PROVIDED TEXT:

Petrified Tree Up to 20 Million Years Old Found Intact in Lesbos
Petrified Tree Up to 20 Million Years Old Found Intact in Lesbos. A fossilised tree trunk in the petrified forest of Lesbos. Photograph: Nikolas Zouros |
Discovery of 19.5-metre tree with roots, branches and leaves is unprecedented, say experts
Greek scientists on the volcanic island of Lesbos say they have found a rare fossilized tree whose branches and roots are still intact after 20 million years.
The tree was found during roadwork near an ancient forest petrified millions of years ago on the eastern Mediterranean island and transported from the site using a special splint and metal platform.
It is the first time a tree has been found in such good condition complete with branches and roots since excavations began in 1995, said Professor Nikos Zouros of the Museum of Natural History of the Petrified Forest of Lesbos.
“It is a unique find,” he said. “[It] is preserved in excellent condition and from studying the fossilized wood we will be able to identify the type of plant it comes from.”
Lesbos’ petrified forest, a 15,000-hectare, UNESCO-protected site, is the result of a volcanic eruption 20 million years ago which smothered the island’s then subtropical forest ecosystem in lava.
The fossilized tree, about 19 metres long, was preserved by a thick layer of volcanic ash after it fell. A large number of fruit tree leaves were found in the same spot, adding to the picture along with animal bones from the general area.
“During the excavations the various forests that existed between 17 and 20 million years ago on Lesbos are being uncovered and we can reconstruct the ecosystem that existed during that period,” said Zouros.
Excavations by his 35-strong team along a 20km highway connecting Sigri with Kalloni, the region’s biggest town, since 2013 have yielded more than 15 significant fossil sites but the earlier finds have paled next to the most recent.
The discovery of an entire tree lying on a bed of leaves was not only unprecedented but down to pure luck. “Constructors were about to asphalt that part of the highway when one of our technicians noticed a tiny branch. The road work stopped, we starting excavating and quite quickly realised we had chanced upon an incredible find,” said Zouros. “It will now form part of the open-air museum we intend to create.”
Geologists around the world have described the find as a breakthrough. “We have a case of extraordinary fossilisation in which a tree was preserved with its various parts intact. In the history of paleontology, worldwide, it’s unique,” said the Portuguese palaeontologist Artur Abreu Sá. “That it was buried by sediments expelled during a destructive volcanic eruption, and then found in situ, makes it even more unusual.”
The climate emergency has highlighted the need to understand ecosystems in a hotter future if global temperatures are not reduced and, as such, Lesbos’s petrified forest offers an invaluable window into the past, said Prof Iain Stewart, who directs the Sustainable Earth Institute at the University of Plymouth.

INFORMATION GIVEN:
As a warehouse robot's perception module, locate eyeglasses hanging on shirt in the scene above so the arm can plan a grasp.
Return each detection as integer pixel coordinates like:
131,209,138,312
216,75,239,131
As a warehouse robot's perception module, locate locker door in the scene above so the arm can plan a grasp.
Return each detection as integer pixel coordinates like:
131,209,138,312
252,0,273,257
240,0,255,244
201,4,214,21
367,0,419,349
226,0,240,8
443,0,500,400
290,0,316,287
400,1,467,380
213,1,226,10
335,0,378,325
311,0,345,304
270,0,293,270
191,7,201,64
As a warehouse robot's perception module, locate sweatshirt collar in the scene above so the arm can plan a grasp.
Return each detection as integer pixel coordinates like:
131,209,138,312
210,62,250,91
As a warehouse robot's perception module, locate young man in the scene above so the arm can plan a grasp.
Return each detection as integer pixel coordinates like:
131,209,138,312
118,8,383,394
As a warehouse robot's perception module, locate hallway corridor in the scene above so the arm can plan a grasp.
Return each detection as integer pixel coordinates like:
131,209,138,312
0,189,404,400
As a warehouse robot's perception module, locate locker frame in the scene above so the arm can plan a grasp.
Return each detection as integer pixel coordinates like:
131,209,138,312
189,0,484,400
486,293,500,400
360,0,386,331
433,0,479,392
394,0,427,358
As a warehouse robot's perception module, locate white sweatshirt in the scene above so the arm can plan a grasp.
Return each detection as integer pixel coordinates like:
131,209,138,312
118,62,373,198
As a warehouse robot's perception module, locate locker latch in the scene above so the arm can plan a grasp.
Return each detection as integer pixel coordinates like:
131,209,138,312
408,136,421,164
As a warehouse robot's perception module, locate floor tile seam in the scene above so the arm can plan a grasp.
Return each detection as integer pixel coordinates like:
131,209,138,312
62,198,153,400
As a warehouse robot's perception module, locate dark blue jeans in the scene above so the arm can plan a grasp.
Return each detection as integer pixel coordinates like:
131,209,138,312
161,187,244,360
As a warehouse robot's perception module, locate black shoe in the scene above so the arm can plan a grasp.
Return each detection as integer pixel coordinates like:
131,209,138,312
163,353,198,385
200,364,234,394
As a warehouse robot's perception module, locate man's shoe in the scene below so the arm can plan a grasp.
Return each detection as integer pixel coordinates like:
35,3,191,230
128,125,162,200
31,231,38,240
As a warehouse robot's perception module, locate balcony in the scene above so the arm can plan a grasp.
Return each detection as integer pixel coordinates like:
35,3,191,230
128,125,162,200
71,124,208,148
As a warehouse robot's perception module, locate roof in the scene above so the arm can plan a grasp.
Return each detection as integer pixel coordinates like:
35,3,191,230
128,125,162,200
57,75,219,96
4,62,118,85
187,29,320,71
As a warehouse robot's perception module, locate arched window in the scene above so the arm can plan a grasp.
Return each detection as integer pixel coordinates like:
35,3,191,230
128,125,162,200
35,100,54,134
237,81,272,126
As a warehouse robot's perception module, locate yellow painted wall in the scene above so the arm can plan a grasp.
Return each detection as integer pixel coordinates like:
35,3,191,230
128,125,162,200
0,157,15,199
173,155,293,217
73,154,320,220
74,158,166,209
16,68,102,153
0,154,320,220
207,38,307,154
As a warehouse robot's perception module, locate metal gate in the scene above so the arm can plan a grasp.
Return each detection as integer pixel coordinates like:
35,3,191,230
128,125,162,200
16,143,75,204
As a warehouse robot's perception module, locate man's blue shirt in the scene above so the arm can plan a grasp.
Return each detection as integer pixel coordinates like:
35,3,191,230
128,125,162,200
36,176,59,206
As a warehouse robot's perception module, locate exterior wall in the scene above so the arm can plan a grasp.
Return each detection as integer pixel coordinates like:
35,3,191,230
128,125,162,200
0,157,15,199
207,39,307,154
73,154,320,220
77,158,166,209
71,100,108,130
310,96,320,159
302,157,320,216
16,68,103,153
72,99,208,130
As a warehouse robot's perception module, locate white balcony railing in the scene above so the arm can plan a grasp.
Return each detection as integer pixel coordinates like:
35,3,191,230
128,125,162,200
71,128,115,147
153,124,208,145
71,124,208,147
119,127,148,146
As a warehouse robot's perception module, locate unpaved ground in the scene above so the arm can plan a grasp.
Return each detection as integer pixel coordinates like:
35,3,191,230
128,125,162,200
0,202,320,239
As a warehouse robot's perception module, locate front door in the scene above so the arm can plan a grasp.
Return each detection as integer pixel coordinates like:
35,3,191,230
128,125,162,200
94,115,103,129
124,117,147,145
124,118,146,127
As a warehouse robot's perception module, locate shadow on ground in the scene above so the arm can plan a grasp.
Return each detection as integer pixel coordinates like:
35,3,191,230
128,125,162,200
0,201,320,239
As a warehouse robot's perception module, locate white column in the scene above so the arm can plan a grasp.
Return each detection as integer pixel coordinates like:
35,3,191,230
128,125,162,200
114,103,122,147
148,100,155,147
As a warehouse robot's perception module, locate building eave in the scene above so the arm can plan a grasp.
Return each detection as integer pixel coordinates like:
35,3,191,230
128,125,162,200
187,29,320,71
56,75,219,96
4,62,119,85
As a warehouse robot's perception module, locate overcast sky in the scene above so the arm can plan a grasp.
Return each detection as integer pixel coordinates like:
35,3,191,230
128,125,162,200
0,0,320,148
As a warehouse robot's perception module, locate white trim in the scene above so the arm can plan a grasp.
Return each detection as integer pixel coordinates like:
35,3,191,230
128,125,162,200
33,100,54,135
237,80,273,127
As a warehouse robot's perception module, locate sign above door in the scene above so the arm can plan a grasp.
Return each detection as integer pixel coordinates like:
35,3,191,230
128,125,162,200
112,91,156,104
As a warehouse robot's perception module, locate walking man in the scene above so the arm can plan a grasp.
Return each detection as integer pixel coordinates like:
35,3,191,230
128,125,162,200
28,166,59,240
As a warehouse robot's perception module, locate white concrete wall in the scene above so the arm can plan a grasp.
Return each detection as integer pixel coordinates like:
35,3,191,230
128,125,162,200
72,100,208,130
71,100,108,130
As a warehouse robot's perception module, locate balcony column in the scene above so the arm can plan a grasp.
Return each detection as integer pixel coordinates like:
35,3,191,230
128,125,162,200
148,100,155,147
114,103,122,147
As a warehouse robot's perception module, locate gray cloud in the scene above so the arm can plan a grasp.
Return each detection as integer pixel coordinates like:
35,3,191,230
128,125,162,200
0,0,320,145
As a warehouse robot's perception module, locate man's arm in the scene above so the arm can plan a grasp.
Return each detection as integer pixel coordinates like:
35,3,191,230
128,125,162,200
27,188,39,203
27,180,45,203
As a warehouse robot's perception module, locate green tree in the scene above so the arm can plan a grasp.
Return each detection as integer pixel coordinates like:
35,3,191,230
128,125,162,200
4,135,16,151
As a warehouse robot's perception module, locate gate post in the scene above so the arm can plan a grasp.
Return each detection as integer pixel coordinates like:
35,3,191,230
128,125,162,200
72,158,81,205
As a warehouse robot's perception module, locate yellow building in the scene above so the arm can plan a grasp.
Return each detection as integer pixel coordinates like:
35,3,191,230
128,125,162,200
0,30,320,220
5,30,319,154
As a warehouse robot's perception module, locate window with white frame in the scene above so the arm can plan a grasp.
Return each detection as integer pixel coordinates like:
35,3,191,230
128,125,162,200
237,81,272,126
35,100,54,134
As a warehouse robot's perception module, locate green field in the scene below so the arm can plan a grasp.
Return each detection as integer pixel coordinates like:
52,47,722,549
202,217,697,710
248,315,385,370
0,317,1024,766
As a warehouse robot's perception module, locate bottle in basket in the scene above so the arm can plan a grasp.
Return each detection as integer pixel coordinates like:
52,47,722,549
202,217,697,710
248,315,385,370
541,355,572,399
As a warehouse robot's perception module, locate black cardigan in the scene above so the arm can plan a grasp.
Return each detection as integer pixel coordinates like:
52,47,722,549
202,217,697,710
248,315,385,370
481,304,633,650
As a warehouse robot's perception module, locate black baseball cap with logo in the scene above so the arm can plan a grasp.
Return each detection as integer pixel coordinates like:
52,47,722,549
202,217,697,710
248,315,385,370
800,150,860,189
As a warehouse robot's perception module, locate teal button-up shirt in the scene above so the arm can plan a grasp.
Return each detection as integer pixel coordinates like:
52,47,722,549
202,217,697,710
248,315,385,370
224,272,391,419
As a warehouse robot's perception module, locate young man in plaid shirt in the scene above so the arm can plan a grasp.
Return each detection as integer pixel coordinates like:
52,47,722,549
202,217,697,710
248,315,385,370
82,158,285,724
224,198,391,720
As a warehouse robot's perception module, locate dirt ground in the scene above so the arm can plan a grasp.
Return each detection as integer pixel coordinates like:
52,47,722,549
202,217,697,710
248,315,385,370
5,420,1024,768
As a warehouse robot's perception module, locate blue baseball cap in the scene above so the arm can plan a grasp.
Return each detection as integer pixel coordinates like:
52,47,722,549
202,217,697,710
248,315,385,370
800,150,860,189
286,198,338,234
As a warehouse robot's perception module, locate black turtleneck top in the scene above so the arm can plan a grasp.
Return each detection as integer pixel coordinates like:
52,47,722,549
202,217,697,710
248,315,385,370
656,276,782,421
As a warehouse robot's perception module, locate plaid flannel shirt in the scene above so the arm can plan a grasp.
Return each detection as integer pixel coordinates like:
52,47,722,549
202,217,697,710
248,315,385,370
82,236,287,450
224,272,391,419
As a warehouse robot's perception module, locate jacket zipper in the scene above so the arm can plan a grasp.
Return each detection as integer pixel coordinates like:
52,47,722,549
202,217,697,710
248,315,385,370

USING THE INFORMATION:
• 1. List every person whose statements or remarks are reported in the article about the fossil tree found on Lesbos.
• 2. Please write out a passage of the Lesbos tree article verbatim: begin at the words "Excavations by his" and stop after "the most recent.".

RESULTS:
• 1.
- Professor Nikos Zouros, of the Museum of Natural History of the Petrified Forest of Lesbos
- Artur Abreu Sá, Portuguese palaeontologist
- Prof Iain Stewart, who directs the Sustainable Earth Institute at the University of Plymouth

• 2.
Excavations by his 35-strong team along a 20km highway connecting Sigri with Kalloni, the region’s biggest town, since 2013 have yielded more than 15 significant fossil sites but the earlier finds have paled next to the most recent.